**AIM OF THE EXERCISE**: Look for the line containing "van side window." in the listing below. Retype that line and every subsequent line through the last one, and only those.

**THE RECORDS**:
■ ■ ■ ■

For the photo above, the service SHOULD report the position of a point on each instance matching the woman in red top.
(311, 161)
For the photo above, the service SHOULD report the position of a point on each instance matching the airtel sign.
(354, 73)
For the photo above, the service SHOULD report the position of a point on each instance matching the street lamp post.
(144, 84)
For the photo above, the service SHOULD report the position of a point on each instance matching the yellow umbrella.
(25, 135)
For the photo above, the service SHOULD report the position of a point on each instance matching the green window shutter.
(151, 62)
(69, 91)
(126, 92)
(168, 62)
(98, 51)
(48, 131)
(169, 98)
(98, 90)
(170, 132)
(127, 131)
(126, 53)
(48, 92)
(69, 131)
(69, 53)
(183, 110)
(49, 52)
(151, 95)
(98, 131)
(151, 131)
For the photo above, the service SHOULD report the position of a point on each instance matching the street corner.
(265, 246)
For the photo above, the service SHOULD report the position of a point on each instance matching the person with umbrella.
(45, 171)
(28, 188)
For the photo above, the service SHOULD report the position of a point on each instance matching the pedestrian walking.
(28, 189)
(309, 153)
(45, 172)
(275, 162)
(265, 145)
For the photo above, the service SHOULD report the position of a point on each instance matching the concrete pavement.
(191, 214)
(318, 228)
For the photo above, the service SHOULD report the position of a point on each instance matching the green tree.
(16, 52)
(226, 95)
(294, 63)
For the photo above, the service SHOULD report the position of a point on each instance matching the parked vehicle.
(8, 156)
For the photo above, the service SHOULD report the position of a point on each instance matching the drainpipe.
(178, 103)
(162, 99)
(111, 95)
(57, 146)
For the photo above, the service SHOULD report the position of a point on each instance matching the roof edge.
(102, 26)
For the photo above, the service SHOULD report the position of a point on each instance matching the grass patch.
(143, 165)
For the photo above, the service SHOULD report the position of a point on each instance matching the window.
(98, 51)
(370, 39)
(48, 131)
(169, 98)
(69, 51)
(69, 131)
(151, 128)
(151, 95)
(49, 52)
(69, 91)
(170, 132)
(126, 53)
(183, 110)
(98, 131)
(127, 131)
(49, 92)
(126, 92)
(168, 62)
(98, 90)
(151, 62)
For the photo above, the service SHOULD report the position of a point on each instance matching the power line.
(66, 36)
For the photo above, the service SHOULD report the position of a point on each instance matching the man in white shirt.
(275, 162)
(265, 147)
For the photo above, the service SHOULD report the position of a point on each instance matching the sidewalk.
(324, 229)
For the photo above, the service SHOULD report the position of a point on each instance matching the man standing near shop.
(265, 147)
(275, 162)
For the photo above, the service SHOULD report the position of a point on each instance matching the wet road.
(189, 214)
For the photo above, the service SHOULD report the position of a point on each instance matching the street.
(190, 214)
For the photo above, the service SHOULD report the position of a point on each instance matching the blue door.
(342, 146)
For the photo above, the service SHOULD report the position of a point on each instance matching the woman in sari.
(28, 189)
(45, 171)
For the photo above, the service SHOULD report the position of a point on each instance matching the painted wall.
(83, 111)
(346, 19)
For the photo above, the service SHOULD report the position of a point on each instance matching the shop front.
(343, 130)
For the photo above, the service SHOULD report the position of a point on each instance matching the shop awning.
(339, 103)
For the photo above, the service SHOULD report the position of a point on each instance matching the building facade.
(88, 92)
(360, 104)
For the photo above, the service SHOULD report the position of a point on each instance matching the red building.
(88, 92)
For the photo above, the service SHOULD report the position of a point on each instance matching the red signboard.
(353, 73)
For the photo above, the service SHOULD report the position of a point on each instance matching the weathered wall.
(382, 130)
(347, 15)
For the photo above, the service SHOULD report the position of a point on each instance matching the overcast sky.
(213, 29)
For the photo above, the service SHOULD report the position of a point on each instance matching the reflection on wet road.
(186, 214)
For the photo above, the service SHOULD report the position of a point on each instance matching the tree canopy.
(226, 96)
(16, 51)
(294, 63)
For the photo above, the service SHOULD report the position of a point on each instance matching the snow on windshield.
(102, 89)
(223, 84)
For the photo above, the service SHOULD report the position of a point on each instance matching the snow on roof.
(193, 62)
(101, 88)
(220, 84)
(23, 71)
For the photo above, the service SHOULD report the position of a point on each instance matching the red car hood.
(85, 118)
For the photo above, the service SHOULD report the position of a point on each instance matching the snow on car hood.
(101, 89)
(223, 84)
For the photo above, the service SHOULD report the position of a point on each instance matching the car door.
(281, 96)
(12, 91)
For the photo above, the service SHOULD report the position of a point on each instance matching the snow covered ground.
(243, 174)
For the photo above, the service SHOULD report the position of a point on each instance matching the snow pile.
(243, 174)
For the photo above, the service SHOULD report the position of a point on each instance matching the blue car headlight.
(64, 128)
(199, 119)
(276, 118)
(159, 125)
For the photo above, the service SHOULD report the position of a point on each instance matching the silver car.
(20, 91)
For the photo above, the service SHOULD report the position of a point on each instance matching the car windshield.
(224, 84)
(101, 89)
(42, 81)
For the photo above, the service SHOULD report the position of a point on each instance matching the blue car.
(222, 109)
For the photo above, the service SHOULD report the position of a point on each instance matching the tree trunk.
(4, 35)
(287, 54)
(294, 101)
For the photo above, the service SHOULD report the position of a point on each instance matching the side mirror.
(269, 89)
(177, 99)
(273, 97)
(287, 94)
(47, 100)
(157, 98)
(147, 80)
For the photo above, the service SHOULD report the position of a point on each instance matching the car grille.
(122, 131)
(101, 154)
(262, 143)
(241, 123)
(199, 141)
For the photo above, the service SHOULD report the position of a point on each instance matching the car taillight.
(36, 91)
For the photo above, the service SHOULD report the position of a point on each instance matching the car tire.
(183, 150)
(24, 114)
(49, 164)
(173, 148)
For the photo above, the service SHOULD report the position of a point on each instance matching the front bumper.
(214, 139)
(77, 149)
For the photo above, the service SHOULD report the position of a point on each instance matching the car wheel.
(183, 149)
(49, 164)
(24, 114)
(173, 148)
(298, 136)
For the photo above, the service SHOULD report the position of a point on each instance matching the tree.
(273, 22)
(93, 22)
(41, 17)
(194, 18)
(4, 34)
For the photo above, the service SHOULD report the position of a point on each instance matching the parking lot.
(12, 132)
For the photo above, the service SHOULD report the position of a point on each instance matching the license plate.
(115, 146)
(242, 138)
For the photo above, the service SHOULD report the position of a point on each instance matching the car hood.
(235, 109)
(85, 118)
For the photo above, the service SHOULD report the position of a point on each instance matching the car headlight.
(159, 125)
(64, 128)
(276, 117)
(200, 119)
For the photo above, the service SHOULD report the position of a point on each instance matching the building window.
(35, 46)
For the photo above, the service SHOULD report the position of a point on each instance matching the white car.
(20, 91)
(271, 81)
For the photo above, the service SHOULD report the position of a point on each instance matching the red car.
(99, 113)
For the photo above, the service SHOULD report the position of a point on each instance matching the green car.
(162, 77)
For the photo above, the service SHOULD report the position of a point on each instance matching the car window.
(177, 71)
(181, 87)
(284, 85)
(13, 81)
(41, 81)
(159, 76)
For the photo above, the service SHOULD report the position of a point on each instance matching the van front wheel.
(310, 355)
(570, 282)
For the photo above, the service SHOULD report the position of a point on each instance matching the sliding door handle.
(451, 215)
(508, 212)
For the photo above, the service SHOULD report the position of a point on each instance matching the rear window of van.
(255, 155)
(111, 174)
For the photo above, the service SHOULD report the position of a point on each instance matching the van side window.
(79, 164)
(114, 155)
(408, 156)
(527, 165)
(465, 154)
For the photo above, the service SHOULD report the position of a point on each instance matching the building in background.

■ ■ ■ ■

**RESULT FOR THIS EXERCISE**:
For the photo above, the service SHOULD report the position of a point on each instance matching the van side window.
(79, 164)
(114, 155)
(408, 156)
(527, 165)
(465, 154)
For the photo above, the service SHOULD report the position of a point on each instance matching the building in background.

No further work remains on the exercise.